----- TESTO SELEZIONATO -----

Nello stesso mese la polizia ha ordinato a una Chiesa delle Tre Autonomie della contea di Xiangning di Linfen, una città con status di prefettura della provincia settentrionale dello Shanxi, di rimuovere l’insegna con la scritta in caratteri cinesi “Chiesa cristiana”. Prima di questo fatto l’amministrazione locale ha molestato la Chiesa più volte, facendo pressione affinché rimuovesse l’insegna, poiché «il governo non può tollerare in alcun modo che le insegne della chiesa siano più grandi di quelle delle istituzioni».
Il regime non permette neppure che i fedeli tengano simboli religiosi in casa. Il 7 febbraio alcuni funzionari dell’Ufficio per gli affari religiosi della città con status di contea di Penglai, nello Shandong, hanno distrutto i distici cristiani che si trovavano a casa del direttore di una Chiesa delle Tre Autonomie.
In febbraio, nella contea di Yugan, a Shangrao, una città con status di prefettura della provincia del Jiangxi, è stata perquisita alla ricerca di simboli e distici religiosi. Nel solo borgo di Yuting, ne sono stati rimossi almeno da 11 case, mentre i funzionari hanno comunicato agli abitanti che «il Partito Comunista non dà loro il permesso di professare alcun credo».

----- VOCI DI DATI -----

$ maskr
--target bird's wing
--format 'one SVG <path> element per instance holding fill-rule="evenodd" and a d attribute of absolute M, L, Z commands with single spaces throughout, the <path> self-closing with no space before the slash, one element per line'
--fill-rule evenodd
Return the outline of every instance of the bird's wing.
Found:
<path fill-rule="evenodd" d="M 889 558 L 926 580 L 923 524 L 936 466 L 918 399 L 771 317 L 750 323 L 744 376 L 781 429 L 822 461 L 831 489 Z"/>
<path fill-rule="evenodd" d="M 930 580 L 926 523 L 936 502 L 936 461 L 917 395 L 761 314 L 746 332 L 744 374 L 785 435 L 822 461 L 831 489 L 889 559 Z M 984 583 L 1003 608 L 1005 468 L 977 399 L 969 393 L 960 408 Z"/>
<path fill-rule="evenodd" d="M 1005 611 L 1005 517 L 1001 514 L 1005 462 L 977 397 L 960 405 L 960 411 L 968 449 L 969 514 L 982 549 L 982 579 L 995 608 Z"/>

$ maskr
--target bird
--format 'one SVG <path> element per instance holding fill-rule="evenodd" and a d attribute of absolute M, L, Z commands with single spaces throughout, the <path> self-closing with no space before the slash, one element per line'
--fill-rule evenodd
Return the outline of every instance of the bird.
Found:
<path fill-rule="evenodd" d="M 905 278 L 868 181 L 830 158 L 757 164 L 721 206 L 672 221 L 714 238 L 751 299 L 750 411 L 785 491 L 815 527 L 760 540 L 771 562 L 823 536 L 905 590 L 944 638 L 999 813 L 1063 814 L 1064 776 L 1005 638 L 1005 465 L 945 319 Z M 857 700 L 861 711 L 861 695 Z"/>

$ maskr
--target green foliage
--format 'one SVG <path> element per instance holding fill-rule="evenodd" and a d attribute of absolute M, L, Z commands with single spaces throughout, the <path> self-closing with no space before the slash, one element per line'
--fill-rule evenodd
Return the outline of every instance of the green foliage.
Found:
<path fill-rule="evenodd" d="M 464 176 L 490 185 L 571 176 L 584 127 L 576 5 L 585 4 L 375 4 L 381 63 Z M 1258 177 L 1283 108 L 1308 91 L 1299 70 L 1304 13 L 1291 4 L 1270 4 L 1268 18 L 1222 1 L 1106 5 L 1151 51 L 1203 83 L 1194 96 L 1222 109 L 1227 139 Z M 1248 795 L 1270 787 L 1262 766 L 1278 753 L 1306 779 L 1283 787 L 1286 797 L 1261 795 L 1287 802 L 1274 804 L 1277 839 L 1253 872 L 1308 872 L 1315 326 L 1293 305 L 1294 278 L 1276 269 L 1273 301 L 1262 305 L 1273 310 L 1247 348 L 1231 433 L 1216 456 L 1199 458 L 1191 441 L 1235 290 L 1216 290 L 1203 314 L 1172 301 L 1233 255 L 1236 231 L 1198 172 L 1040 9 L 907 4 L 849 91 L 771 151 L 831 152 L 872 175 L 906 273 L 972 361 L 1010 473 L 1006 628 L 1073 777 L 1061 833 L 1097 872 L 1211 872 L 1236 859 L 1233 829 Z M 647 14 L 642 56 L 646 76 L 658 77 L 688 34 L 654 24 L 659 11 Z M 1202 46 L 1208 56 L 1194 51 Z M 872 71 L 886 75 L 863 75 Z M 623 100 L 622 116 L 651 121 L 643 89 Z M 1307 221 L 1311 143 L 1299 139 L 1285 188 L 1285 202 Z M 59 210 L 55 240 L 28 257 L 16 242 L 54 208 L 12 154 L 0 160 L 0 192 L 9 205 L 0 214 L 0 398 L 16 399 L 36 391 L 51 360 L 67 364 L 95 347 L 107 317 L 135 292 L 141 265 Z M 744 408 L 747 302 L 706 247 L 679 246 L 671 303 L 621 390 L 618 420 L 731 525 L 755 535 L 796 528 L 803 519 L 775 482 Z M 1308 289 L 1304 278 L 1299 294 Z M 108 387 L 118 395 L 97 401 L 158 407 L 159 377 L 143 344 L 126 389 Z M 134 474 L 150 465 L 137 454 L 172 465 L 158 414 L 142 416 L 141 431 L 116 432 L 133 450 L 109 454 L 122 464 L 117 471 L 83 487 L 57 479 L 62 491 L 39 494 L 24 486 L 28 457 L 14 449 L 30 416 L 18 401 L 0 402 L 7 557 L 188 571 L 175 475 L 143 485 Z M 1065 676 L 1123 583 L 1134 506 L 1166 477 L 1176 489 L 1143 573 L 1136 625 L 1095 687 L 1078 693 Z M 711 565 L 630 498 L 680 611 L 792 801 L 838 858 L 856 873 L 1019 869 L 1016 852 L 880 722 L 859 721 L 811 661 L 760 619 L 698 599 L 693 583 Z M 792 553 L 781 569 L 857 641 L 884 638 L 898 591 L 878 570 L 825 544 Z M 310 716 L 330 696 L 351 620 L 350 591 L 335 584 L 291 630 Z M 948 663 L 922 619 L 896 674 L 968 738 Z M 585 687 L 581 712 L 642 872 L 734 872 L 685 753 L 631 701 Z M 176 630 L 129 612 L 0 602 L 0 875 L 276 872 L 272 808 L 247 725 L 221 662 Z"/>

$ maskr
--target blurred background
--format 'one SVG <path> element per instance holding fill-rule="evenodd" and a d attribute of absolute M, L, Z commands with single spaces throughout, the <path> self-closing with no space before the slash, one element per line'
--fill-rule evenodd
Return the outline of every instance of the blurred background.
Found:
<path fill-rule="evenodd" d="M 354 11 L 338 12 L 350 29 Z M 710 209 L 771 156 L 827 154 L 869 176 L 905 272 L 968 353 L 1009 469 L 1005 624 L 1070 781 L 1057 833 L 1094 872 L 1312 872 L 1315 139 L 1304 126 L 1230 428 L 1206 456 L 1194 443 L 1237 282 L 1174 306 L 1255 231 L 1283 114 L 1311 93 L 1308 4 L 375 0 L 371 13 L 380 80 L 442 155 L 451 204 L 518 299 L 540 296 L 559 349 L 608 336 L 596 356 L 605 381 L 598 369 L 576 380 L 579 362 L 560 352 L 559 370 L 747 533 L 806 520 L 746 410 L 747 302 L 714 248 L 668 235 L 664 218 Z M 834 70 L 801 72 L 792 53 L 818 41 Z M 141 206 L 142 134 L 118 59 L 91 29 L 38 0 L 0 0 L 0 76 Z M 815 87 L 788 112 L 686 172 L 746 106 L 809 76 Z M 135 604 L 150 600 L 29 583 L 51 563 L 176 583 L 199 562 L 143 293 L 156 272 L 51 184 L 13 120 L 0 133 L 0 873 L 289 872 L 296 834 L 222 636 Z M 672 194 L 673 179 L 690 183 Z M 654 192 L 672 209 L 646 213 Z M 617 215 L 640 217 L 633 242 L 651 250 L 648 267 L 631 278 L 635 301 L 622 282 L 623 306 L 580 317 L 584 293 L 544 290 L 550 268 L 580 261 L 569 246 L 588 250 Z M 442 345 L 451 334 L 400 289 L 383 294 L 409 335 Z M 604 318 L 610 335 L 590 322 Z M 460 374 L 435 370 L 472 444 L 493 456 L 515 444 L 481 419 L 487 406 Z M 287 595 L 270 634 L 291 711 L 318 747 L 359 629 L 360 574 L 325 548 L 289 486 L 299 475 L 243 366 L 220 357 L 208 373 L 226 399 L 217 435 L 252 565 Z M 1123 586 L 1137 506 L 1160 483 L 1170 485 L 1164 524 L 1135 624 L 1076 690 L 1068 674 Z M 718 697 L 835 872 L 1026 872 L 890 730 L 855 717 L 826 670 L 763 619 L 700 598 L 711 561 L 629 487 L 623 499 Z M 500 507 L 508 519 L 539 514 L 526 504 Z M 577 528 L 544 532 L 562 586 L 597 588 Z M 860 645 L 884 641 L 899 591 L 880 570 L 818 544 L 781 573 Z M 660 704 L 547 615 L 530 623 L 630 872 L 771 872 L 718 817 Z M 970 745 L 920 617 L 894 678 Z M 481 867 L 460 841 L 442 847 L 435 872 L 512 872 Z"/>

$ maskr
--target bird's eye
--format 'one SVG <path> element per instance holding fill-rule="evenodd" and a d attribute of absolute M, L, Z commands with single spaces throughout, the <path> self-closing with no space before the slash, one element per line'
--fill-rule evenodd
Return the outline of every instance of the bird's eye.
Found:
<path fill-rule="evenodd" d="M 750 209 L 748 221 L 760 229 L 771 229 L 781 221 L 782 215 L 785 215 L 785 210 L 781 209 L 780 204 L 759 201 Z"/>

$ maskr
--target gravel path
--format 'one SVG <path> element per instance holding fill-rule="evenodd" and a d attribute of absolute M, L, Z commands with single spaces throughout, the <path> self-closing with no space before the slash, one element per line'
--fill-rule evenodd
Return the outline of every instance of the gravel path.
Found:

-----

**CONSEGNA**
Riassumi in due frasi il brano sulle restrizioni ai simboli religiosi.

**SOLUZIONE**
Nella contea di Xiangning, nello Shanxi, la polizia ha ordinato a una Chiesa delle Tre Autonomie di rimuovere l’insegna “Chiesa cristiana”, dopo ripetute pressioni dell’amministrazione locale, secondo cui le insegne della chiesa non potevano essere più grandi di quelle delle istituzioni. Il regime vieta anche i simboli religiosi in casa: il 7 febbraio a Penglai, nello Shandong, alcuni funzionari hanno distrutto i distici cristiani in casa del direttore di una Chiesa delle Tre Autonomie, e nel borgo di Yuting, nella contea di Yugan, simboli e distici religiosi sono stati rimossi da almeno 11 case, mentre agli abitanti è stato detto che il Partito Comunista non permette loro di professare alcun credo.